─── Исходный текст ───

# Forum Learning Russian Language Resources for Studying Russian Book Reviews  USING RUSSIAN SYNONYMS

## DDT

Oy!! Has anyone got this book.   USINGRUSSIAN SYNS

----------


## basurero

Мне кажется в русском синонимов вообще нету! Синонимы должны иметь одинаковые значения, а в русском каждое слово отличается от других чем-нибудь.

----------


## Scrabus

Не, они на самом деле синонимы). Просто в русском у слов много оттенков при неизменном значении).

----------


## Rtyom

> Мне кажется в русском синонимов вообще нету! Синонимы должны иметь одинаковые значения, а в русском каждое слово отличается от других чем-нибудь.

 То же самое можно сказать и про английский! И про любой другой язык. 
Грубо говоря, синонимы бывают полными (абсолютными) и неполными (частичными).

----------


## Leof

Тём, мне очень интересно стало. Приведи, пожалуйста, примеры полных и неполных синонимов. Хотя бы по паре.
Спасибо!  ::

----------


## Rtyom

::  Ну, например:  *смеяться* и *хохотать*: 
2) оба слова синонимичны лишь частично, когда они означают ситуацию "издавать смех". "Смеяться" покрывает все ситуации, а "хохотать" только ситуации, где смеются громко.
1) оба слова могут быть абсолютными синонимами по значению "издеваться": _Он посмеялся над моими усилиями_, _Он похохотал над тем, как я старался объяснить, что такое синонимы_.

----------


## Leof

Да, это не так очевидно, как я бы предположил. Спасибо, что объяснил!  ::  
И откуда ты только всегда всё знаешь?!  ::

----------


## Rtyom

Не за что.  ::  Это ещё очень упрощённо. На самом деле разнообразных связей и их уровней много. Язык --- очень тонкий механизм... 
Если бы я всё знал...   ::   Чем глубже углубляешься в знания, тем больше понимаешь, что ничего на самом деле не знаешь.   ::   
А вообще, мне просто нравится рассматривать язык и речь под лупой.   ::

----------


## Leof

Такая _лупознательность_ достойна похвалы!  ::

----------


## Wowik

> *смеяться* и *хохотать*:

 В кустах раздавался девичий смех, медленно переходящий в женский хохот.

----------


## Rtyom

И?..   ::

----------


## Wowik

> Ну, например:  *смеяться* и *хохотать*: 
> 2) оба слова синонимичны лишь частично, когда они означают ситуацию "издавать смех". "Смеяться" покрывает все ситуации, а "хохотать" только ситуации, где смеются громко.
> 1) оба слова могут быть абсолютными синонимами по значению "издеваться": _Он посмеялся над моими усилиями_, _Он похохотал над тем, как я старался объяснить, что такое синонимы_.

 Вообще-то надо различать 
"одинаковы по значению" и "одинаковы по употреблению"
Хохотать всегда неодинаково по употреблению со смеяться.

─── Собранные данные ───

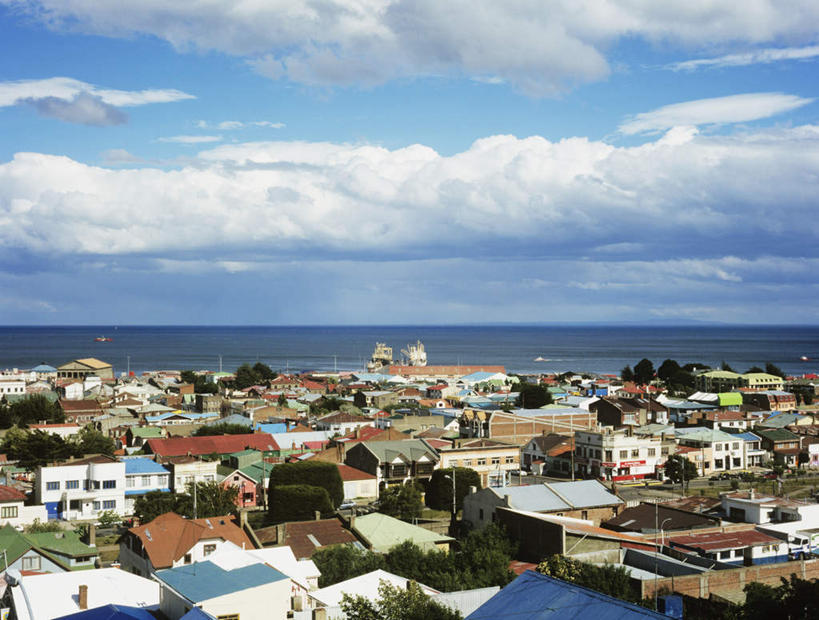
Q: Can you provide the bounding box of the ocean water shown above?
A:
[0,326,819,374]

───

_Что сделать_
• a. Выпишите из обсуждения синонимов отрывок, который начинается словами "## basurero" и заканчивается словами "при неизменном значении).".
• b. В каком значении, согласно обсуждению синонимов, слова «смеяться» и «хохотать» могут быть абсолютными синонимами?
• c. Перескажите короче, в виде списка, абзац из обсуждения синонимов, начинающийся словами «Ну, например: смеяться и хохотать».

_Выполненное задание_
• a.
## basurero

Мне кажется в русском синонимов вообще нету! Синонимы должны иметь одинаковые значения, а в русском каждое слово отличается от других чем-нибудь.

----------


## Scrabus

Не, они на самом деле синонимы). Просто в русском у слов много оттенков при неизменном значении).

• b. В значении «издеваться».

• c.
- Пример: «смеяться» и «хохотать».
- В значении «издавать смех» они синонимы лишь частично: «смеяться» подходит для всех случаев, а «хохотать» только для громкого смеха.
- В значении «издеваться» они могут быть абсолютными синонимами: «Он посмеялся над моими усилиями» и «Он похохотал над тем, как я старался объяснить, что такое синонимы».